▸ Exercise requirements
Please name the Clippers' new assistant coach, according to the passage below about the Lakers and Clippers.

▸ Passage shown
***

Nonetheless, both the Lakers and Clippers still have high expectations of themselves.

After seeing the Boston Celtics take the lead for most NBA titles this past summer (18-17), the Lakers still believe they can win another NBA title. Since when don’t they? Lakers owner Jeanie Buss has championship trophies sitting on a shelf in her office, which oversees the team’s practice courts. 

The Lakers also have practical reasons to think they can add another item to the trophy case. They have James and Davis still playing at an elite level. Their supporting cast has plenty of potential. And they have a first-year head coach who can make up for his inexperience with his obsessive work ethic and basketball smarts as a formerly respected NBA player.

“We have to maintain this is a process,” Redick said. “Our goal is to get better every single game and every single week. We believe as a group that if we do that and embrace that, then by the end of the regular season, we’ll be a really good team and be able to contend.”

The Clippers view themselves the same way. After experiencing two consecutive first-round flameouts that coincided with Leonard laboring with a right knee injury, the Clippers plan to manage Leonard once again with care. Though the Clippers don’t even have clarity on when Leonard will progress from individual skillwork to team practices, they remain bullish about their playoff potential in their first season at Intuit Dome.

The Clippers plan to lean on James Harden to show the same offensive brilliance he displayed in Houston. They have plenty of depth, including an elite rim protecter (Ivica Zubac), a new starting two-way player (Norman Powell) and strong wings (Terance Mann, Derrick Jones Jr.). They have a familiar head coach that can make adjustments (Lue) and a new assistant coach that has plenty of NBA coaching experience and defensive expertise (Jeff Van Gundy). 

“I’m confident,” Lue said. “Every night, we’re going to put a product on the floor. We’re going to play hard. We’re going to compete and play the right way.” 

Maybe so. Yet, the Lakers and Clippers also will have to navigate around various landmines.

***

▸ Data provided
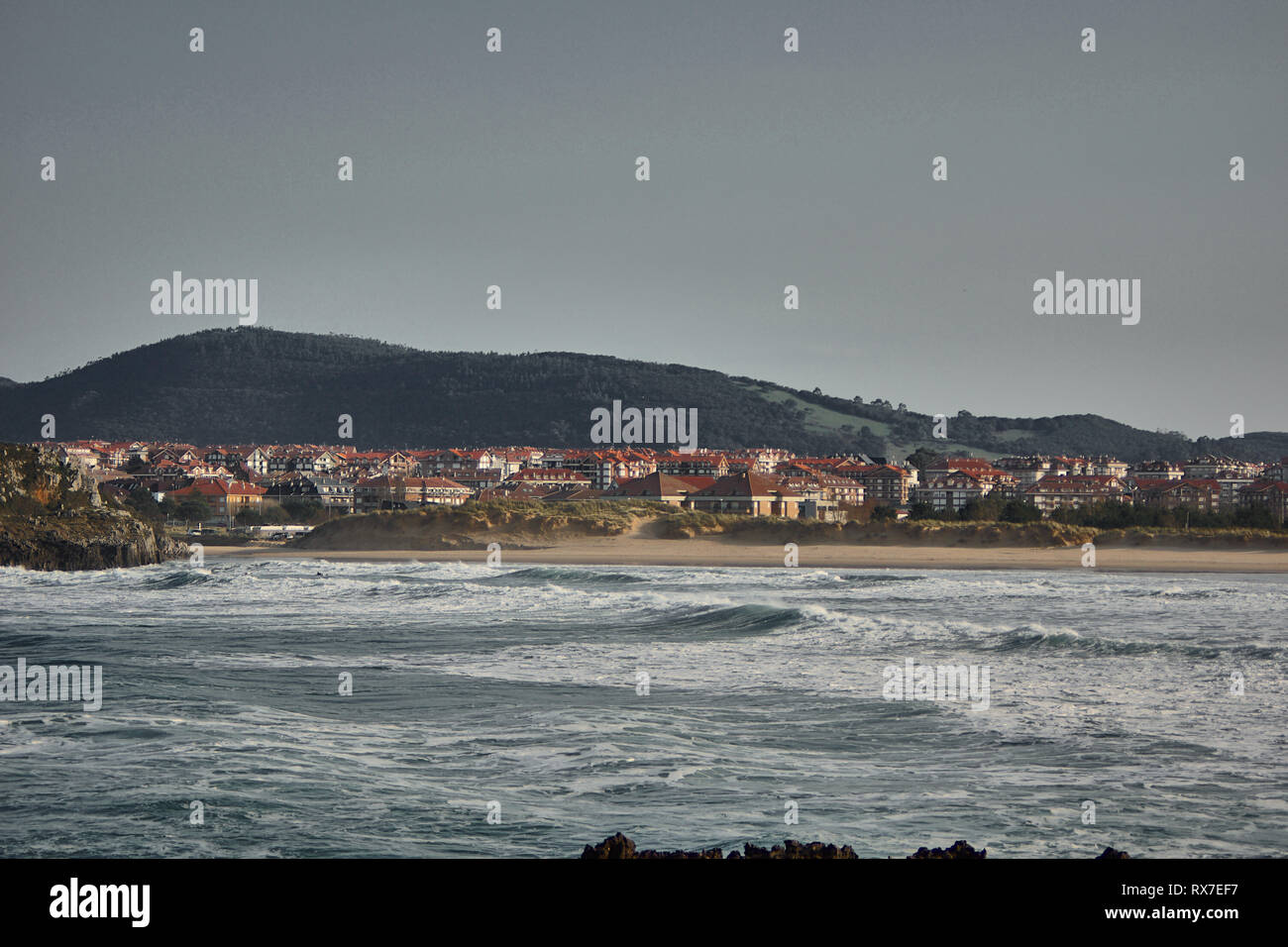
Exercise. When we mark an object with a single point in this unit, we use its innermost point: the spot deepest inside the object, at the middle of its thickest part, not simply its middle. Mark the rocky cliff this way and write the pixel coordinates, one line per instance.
(53, 518)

***

▸ Response to the exercise
Jeff Van Gundy.